TASK BRIEF:
Copy every line from the line with "Check that every instance of the garage" through the end of the material, raising each coordinate in the answers by 127 and leaving all other wording unchanged.
## start DATA SUPPLIED
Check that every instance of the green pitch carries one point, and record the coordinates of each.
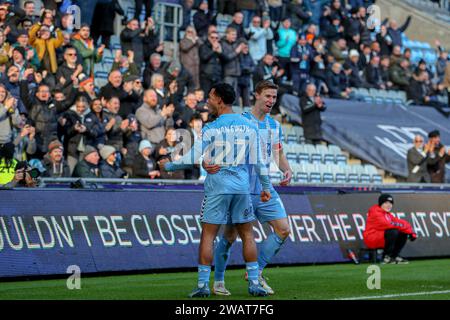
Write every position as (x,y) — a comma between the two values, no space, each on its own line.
(426,279)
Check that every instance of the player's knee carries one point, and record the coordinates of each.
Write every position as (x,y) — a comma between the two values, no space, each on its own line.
(230,235)
(284,233)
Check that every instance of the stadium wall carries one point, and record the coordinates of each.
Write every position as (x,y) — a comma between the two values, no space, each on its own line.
(43,232)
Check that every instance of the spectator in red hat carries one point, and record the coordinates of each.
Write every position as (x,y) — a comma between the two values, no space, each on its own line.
(87,88)
(88,166)
(85,46)
(109,167)
(54,162)
(384,230)
(144,166)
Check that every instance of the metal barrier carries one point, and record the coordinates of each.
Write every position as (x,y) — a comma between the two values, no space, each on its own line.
(169,15)
(297,186)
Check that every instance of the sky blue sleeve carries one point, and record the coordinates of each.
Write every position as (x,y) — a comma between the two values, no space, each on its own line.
(188,160)
(261,169)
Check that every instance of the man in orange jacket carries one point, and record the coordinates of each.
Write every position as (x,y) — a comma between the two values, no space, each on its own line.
(384,230)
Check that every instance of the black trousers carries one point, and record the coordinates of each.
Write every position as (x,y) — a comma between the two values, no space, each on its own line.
(148,8)
(394,241)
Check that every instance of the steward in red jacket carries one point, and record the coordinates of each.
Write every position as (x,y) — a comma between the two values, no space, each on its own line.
(384,230)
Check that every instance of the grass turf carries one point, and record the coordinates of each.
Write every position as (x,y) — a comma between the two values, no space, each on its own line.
(301,282)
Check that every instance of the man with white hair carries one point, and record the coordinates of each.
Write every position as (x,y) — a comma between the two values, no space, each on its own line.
(395,32)
(418,158)
(312,106)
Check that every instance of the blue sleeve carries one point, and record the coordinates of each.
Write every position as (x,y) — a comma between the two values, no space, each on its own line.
(188,160)
(261,169)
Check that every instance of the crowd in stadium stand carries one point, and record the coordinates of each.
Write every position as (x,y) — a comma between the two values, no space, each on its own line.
(51,110)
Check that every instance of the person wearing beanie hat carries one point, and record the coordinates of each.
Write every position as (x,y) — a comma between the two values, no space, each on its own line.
(55,145)
(87,87)
(385,198)
(301,57)
(107,151)
(144,166)
(30,53)
(108,167)
(440,157)
(19,58)
(54,163)
(385,231)
(88,166)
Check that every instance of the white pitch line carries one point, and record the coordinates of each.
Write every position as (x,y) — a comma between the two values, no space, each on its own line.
(397,295)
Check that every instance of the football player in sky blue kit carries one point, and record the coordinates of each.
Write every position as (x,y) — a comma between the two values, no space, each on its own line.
(229,142)
(273,211)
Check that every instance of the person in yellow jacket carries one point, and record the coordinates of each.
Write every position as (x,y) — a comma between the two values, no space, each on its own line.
(41,39)
(7,163)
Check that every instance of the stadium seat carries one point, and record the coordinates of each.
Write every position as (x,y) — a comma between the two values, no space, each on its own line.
(373,173)
(327,173)
(302,175)
(335,150)
(341,160)
(368,99)
(389,101)
(314,173)
(291,138)
(352,174)
(339,174)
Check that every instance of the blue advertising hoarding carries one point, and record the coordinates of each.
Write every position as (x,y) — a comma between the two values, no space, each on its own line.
(43,232)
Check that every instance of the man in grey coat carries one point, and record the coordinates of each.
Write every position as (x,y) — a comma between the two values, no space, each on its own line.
(231,63)
(153,120)
(418,158)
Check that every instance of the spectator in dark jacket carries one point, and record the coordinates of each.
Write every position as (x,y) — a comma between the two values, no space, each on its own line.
(202,19)
(385,41)
(169,149)
(12,84)
(189,54)
(114,88)
(76,132)
(103,20)
(298,14)
(355,78)
(131,39)
(109,167)
(312,105)
(301,57)
(116,128)
(88,166)
(335,83)
(211,56)
(185,111)
(238,25)
(441,157)
(373,74)
(43,111)
(267,69)
(244,81)
(54,163)
(385,62)
(152,42)
(144,166)
(231,52)
(396,33)
(67,74)
(400,75)
(417,159)
(138,8)
(175,72)
(155,66)
(96,122)
(334,30)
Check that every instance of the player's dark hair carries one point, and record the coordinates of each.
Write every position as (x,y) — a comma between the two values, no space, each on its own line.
(225,92)
(264,85)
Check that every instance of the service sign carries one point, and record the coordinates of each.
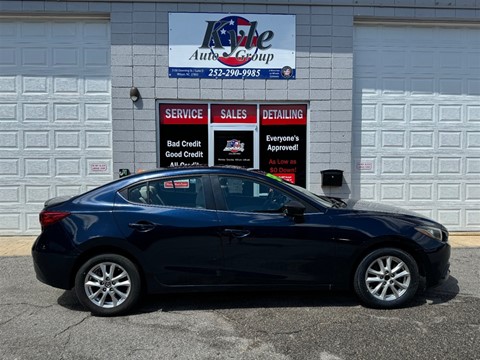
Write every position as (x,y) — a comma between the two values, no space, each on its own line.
(183,134)
(231,46)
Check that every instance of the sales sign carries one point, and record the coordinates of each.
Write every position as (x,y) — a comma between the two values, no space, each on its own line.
(230,46)
(184,134)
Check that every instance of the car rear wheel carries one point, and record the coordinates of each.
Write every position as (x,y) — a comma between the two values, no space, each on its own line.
(108,284)
(386,278)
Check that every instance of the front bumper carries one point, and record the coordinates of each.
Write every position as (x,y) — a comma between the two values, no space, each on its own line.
(439,270)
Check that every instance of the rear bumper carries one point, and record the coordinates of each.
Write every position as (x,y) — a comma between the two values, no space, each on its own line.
(53,269)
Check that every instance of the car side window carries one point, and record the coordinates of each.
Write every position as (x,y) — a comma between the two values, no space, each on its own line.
(247,195)
(176,192)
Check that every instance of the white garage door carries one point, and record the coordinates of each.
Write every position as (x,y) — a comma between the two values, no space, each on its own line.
(417,120)
(55,114)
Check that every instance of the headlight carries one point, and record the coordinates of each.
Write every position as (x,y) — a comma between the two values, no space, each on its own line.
(433,232)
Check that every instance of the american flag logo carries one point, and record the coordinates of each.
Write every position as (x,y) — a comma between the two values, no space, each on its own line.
(240,27)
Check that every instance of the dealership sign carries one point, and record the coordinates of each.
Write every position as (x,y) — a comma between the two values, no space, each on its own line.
(220,46)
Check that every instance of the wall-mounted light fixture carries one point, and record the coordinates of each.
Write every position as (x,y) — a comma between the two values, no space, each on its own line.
(134,94)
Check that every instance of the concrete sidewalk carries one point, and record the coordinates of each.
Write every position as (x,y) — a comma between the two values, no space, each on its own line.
(22,245)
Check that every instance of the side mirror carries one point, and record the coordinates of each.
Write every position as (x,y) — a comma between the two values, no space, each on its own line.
(294,209)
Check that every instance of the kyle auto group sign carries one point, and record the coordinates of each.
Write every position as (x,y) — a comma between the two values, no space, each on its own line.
(221,46)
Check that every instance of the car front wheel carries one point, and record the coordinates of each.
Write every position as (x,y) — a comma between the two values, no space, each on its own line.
(108,284)
(386,278)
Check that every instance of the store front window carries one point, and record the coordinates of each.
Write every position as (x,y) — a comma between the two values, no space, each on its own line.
(267,136)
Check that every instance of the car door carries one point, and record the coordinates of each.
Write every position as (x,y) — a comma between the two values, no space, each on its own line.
(264,246)
(174,226)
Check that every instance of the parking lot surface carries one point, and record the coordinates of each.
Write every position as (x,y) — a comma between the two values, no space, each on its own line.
(40,322)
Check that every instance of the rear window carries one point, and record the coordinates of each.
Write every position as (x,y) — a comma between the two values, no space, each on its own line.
(177,192)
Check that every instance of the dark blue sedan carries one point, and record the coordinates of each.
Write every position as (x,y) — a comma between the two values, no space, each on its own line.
(212,228)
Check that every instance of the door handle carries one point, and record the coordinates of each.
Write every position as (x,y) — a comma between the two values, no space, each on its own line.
(237,233)
(142,226)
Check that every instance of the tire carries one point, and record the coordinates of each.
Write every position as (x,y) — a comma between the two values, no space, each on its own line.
(386,278)
(108,285)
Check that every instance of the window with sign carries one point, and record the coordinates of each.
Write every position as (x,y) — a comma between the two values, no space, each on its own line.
(246,195)
(184,192)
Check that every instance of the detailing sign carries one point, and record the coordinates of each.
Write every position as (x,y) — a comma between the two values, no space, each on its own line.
(220,46)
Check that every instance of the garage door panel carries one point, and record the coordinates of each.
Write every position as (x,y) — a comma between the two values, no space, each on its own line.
(416,139)
(55,114)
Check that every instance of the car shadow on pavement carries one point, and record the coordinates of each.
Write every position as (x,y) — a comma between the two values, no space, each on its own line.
(262,299)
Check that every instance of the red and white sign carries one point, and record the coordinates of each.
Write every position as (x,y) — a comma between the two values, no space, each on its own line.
(234,114)
(180,114)
(287,177)
(283,114)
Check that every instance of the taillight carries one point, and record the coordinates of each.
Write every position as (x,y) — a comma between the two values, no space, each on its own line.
(51,217)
## end DATA SUPPLIED
FINISHED ANSWER:
Check that every instance of the garage door panel carries one point, and record the coordinates of each.
Write every position as (x,y) — a comma between the two values, no space, each on its own line.
(543,266)
(182,241)
Check that every instance of the car shadow on pavement carries one point, and record the coordinates of each.
Write every position as (x,y) — a comma between the two values, no space, each on its own line.
(389,426)
Check that every instance of the red and white sign carries one point, and record the coordinates of each.
Write every position as (x,y) — a comma between the two values, no space, each on its own line.
(361,241)
(307,241)
(414,304)
(410,241)
Check that every instance of the taillight carries one point, and record the coordinates of each.
Write every position as (x,y) — a comma between the two values, no space, each on its own line.
(178,344)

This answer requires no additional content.